Exercise aim
Print all the entries verbatim.

# start of Data provided

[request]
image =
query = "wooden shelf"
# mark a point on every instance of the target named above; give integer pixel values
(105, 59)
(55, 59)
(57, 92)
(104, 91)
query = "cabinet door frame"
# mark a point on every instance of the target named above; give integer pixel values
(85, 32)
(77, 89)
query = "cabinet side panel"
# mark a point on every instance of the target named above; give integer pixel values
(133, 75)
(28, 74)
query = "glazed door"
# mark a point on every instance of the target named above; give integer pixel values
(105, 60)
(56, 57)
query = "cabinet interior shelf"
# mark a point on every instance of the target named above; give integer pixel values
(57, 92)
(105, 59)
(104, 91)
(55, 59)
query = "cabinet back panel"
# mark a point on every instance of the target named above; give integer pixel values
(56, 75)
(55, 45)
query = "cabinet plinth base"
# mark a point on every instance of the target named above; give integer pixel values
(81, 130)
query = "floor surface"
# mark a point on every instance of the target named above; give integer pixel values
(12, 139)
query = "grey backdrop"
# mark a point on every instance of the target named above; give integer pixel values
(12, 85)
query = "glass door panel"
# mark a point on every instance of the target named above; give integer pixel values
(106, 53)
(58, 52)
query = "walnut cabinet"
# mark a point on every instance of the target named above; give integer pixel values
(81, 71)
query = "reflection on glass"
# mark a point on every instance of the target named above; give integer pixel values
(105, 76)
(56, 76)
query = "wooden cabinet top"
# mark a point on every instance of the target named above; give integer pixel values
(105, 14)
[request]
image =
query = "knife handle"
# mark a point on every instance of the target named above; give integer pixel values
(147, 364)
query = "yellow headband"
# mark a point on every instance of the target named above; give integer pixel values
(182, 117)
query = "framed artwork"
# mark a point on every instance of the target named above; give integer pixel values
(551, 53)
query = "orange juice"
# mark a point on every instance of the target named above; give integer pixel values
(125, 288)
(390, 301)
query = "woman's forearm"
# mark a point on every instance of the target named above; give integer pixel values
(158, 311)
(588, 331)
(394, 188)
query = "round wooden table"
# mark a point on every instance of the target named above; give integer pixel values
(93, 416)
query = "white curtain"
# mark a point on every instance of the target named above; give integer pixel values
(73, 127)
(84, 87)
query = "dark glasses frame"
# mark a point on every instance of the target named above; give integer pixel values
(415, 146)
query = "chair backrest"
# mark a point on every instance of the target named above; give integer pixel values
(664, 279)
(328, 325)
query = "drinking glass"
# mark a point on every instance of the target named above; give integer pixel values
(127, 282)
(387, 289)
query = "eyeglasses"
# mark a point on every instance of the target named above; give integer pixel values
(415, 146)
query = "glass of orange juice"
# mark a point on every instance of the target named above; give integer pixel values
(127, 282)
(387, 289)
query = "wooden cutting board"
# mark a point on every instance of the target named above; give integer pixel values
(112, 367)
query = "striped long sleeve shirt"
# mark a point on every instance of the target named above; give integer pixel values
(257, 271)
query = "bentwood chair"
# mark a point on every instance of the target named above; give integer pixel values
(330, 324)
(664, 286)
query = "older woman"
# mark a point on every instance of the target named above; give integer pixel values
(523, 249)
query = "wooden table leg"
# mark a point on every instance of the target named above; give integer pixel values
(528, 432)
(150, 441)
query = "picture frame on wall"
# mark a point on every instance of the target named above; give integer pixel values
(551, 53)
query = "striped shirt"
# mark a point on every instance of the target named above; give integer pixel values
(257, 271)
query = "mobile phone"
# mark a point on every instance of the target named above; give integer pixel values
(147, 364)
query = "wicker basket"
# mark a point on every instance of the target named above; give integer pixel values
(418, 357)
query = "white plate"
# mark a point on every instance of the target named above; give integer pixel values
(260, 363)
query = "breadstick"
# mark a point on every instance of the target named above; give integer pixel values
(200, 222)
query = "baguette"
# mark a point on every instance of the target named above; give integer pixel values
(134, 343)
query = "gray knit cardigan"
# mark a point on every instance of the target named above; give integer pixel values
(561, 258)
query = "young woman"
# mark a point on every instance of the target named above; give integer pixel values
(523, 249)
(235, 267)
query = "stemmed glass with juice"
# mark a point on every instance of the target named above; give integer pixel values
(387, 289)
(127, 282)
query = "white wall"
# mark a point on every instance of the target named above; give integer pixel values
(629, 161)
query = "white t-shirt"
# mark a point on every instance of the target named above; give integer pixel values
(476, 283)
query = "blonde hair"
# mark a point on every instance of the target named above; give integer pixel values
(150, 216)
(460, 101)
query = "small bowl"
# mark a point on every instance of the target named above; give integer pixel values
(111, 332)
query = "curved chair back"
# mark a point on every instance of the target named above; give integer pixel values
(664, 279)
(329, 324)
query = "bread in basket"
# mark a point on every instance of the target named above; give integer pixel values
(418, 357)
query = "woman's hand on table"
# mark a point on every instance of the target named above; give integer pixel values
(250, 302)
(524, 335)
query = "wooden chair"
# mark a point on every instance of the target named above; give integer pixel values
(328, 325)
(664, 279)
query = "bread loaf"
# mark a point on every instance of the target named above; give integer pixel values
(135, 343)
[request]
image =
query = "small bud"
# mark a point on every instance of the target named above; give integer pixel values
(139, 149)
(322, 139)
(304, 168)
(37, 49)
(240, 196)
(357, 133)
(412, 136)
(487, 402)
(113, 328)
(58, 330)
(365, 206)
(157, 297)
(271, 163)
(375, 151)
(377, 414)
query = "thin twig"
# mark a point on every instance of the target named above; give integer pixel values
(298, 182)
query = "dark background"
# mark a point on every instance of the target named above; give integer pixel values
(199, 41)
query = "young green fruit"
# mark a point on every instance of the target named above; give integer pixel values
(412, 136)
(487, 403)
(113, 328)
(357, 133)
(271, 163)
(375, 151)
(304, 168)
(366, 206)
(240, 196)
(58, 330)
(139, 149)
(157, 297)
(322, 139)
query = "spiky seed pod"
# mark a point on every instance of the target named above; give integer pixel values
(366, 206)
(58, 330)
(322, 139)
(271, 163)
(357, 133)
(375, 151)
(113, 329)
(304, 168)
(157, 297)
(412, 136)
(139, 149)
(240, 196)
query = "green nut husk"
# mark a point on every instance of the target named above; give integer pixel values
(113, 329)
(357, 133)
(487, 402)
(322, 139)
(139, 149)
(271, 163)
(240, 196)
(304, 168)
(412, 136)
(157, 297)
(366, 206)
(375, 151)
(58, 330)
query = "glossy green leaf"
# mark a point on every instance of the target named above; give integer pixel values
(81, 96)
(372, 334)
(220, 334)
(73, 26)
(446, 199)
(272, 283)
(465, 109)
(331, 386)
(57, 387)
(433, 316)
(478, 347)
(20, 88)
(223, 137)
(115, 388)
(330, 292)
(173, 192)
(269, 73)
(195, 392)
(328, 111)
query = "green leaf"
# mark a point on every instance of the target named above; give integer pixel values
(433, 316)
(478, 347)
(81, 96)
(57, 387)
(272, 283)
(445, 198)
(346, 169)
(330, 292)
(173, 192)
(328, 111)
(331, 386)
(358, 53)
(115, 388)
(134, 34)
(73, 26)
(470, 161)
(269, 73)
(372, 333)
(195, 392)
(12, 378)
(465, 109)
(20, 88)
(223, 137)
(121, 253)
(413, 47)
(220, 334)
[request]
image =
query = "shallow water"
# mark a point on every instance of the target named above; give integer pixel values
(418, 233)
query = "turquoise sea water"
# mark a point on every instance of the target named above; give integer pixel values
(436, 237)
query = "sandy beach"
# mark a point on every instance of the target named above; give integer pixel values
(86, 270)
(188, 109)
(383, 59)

# end of Data provided

Finished exercise
[request]
image =
query = "wooden shelf"
# mark a point on every instance of the target named above; give integer pixel values
(105, 59)
(55, 59)
(57, 92)
(104, 91)
query = "cabinet door frame"
# mark a point on every instance of the target named above; give integer pixel values
(85, 32)
(77, 89)
query = "cabinet side panel"
# mark a point on every instance of the target named above; give integer pixel values
(133, 75)
(28, 74)
query = "glazed door"
# mark a point on every instance of the target named above; give integer pixel values
(105, 60)
(56, 57)
query = "cabinet interior shelf"
# mark a point on every instance of the target named above; give integer pixel values
(57, 92)
(105, 59)
(104, 91)
(55, 59)
query = "cabinet back panel"
# mark a point on every instance of the target named above; give integer pixel values
(56, 75)
(55, 45)
query = "cabinet plinth base"
# mark a point on every instance of the target named above; give integer pixel values
(81, 130)
query = "floor surface"
# mark a point on every instance of the target named above; give integer pixel values
(12, 139)
query = "grey backdrop"
# mark a point on every instance of the target named above; give integer pixel values
(12, 85)
query = "glass door panel"
# mark a point on every instance of the target named above; give integer pixel values
(106, 53)
(58, 52)
query = "walnut cabinet"
# mark a point on every instance of the target named above; give integer pixel values
(81, 71)
query = "reflection on glass"
# mark a point on every instance of the target named above; give integer pixel values
(105, 76)
(56, 76)
query = "wooden cabinet top"
# mark a point on every instance of the target named above; give integer pixel values
(105, 14)
[request]
image =
query = "knife handle"
# mark a point on every instance of the target named above; give integer pixel values
(147, 364)
query = "yellow headband"
# mark a point on every instance of the target named above; give integer pixel values
(182, 117)
query = "framed artwork"
# mark a point on every instance of the target named above; give integer pixel values
(551, 53)
query = "orange juice"
# mark a point on every instance of the target named above; give integer pixel values
(125, 288)
(390, 301)
query = "woman's forearm"
# mark a point on every instance of the target named above; give integer pixel values
(158, 311)
(588, 331)
(394, 188)
query = "round wooden table"
# mark a point on every instance of the target named above; give integer pixel values
(93, 416)
query = "white curtain"
# mark a point on every instance of the target named above; give integer pixel values
(73, 127)
(84, 87)
query = "dark glasses frame"
# mark a point on every instance of the target named above; give integer pixel values
(415, 146)
query = "chair backrest"
# mark a point on every instance of the target named above; give integer pixel values
(664, 279)
(328, 325)
query = "drinking glass"
# mark a point on every instance of the target named above; give integer pixel values
(127, 282)
(387, 289)
query = "eyeglasses"
# mark a point on every instance of the target named above; give integer pixel values
(415, 146)
query = "glass of orange juice"
# mark a point on every instance of the target named above; give integer pixel values
(127, 282)
(387, 289)
query = "wooden cutting board"
# mark a point on every instance of the target named above; give integer pixel values
(112, 367)
query = "striped long sleeve shirt"
# mark a point on every instance of the target named above; give integer pixel values
(257, 271)
query = "bentwood chair"
# mark a point on every instance of the target named above; give integer pixel values
(330, 324)
(664, 286)
query = "older woman"
# mark a point on every instance of the target named above; give integer pixel values
(523, 249)
query = "wooden table leg"
# mark a point on every instance of the target named above; give integer pixel values
(528, 432)
(150, 441)
query = "picture frame on wall"
# mark a point on every instance of the target named above; give integer pixel values
(551, 53)
query = "striped shirt"
# mark a point on every instance of the target named above; give integer pixel values
(257, 271)
query = "mobile phone"
# mark a point on every instance of the target named above; give integer pixel values
(147, 364)
query = "wicker basket"
# mark a point on every instance of the target named above; give integer pixel values
(418, 357)
query = "white plate"
# mark a point on every instance of the target named above; give integer pixel values
(260, 363)
query = "breadstick"
# mark a point on every instance of the target named above; give integer pixel values
(200, 222)
query = "baguette"
# mark a point on every instance of the target named above; give integer pixel values
(134, 343)
query = "gray knit cardigan"
# mark a point on every instance of the target named above; give integer pixel values
(561, 258)
query = "young woman"
# mark a point on every instance of the target named above; give integer pixel values
(523, 249)
(235, 267)
query = "stemmed glass with juice"
# mark a point on every instance of the target named above; give integer pixel values
(387, 289)
(127, 282)
query = "white wall"
# mark a point on every instance of the target named above; give integer pixel values
(629, 161)
query = "white t-shirt"
# mark a point on every instance of the target named above; give integer pixel values
(476, 283)
query = "blonde hair"
# mark a point on every instance of the target named above; give integer pixel values
(150, 216)
(460, 101)
query = "small bowl"
# mark a point on every instance of the target named above; give integer pixel values
(111, 332)
query = "curved chair back"
# mark a point on every instance of the target named above; give integer pixel values
(664, 279)
(329, 324)
query = "bread in basket"
# mark a point on every instance of the target named above; give integer pixel values
(418, 357)
query = "woman's hand on table"
# mark a point on every instance of the target named above; give integer pixel values
(250, 302)
(524, 335)
query = "wooden chair"
# mark a point on every instance of the target named above; give integer pixel values
(328, 325)
(664, 279)
query = "bread loaf"
# mark a point on every instance of the target named above; give integer pixel values
(135, 343)
[request]
image =
query = "small bud"
# mark a point on every instance of the target named above; give integer pixel values
(139, 149)
(322, 139)
(304, 168)
(37, 49)
(240, 196)
(357, 133)
(412, 136)
(487, 402)
(113, 328)
(58, 330)
(365, 206)
(157, 297)
(271, 163)
(375, 151)
(377, 414)
query = "thin twig"
# mark a point on every instance of the target named above; give integer pixel values
(298, 182)
query = "dark background"
# mark a point on every instance of the target named above; give integer pixel values
(199, 41)
query = "young green fruit"
# mark a point on every instance of the target named above; give integer pixel values
(412, 136)
(487, 403)
(113, 328)
(357, 133)
(271, 163)
(375, 151)
(304, 168)
(366, 206)
(240, 196)
(58, 330)
(139, 149)
(157, 297)
(322, 139)
query = "spiky seed pod"
# mark a point on every instance of the target named above; give integer pixel values
(366, 206)
(58, 330)
(322, 139)
(271, 163)
(357, 133)
(375, 151)
(113, 329)
(304, 168)
(157, 297)
(412, 136)
(139, 149)
(240, 196)
query = "green nut husk"
# mark a point on every instance of the target named above; give integer pixel values
(113, 329)
(357, 133)
(487, 402)
(322, 139)
(139, 149)
(271, 163)
(240, 196)
(304, 168)
(412, 136)
(157, 297)
(366, 206)
(375, 151)
(58, 330)
query = "glossy green leaf"
# mark a point on every instance of the target named above; give integer pixel values
(81, 96)
(372, 334)
(220, 334)
(73, 26)
(446, 199)
(272, 283)
(465, 109)
(331, 386)
(57, 387)
(433, 316)
(478, 347)
(20, 88)
(223, 137)
(115, 388)
(330, 292)
(173, 192)
(269, 73)
(195, 392)
(328, 111)
query = "green leaf"
# mark a point on every instance of the target named above; give integer pixel values
(433, 316)
(478, 347)
(81, 96)
(57, 387)
(272, 283)
(445, 198)
(346, 169)
(330, 292)
(173, 192)
(328, 111)
(331, 386)
(358, 53)
(115, 388)
(134, 34)
(73, 26)
(470, 161)
(269, 73)
(372, 333)
(195, 392)
(12, 378)
(465, 109)
(20, 88)
(223, 137)
(121, 253)
(413, 47)
(220, 334)
[request]
image =
query = "shallow water"
# mark a point on every instance of the target named above; give integer pixel values
(418, 233)
query = "turquoise sea water"
# mark a point on every instance of the target named above; give integer pixel values
(436, 237)
query = "sandy beach"
# mark a point on every instance of the target named above; give integer pixel values
(86, 270)
(188, 109)
(383, 59)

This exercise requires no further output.